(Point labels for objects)

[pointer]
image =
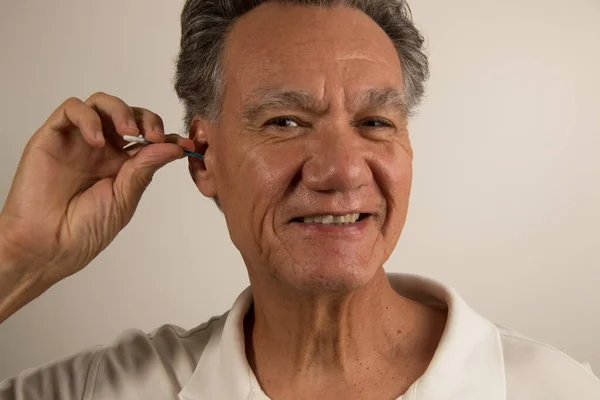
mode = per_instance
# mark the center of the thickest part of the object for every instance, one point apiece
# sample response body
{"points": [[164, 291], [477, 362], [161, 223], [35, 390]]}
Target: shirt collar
{"points": [[467, 365]]}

» **TO BE DONE**:
Can you give each line of the data above as one string in a JSON list, skipping blank lines and leaving the pictures out?

» **SOLVED EXERCISE**:
[
  "[pointer]",
  "image =",
  "mode = per_instance",
  "# mark the center of the thickest part of the object for every instance, one point apiece",
  "# sample response body",
  "{\"points\": [[164, 291], [477, 362], [161, 223], [35, 390]]}",
  "Target: shirt collar",
  "{\"points\": [[467, 365]]}"
]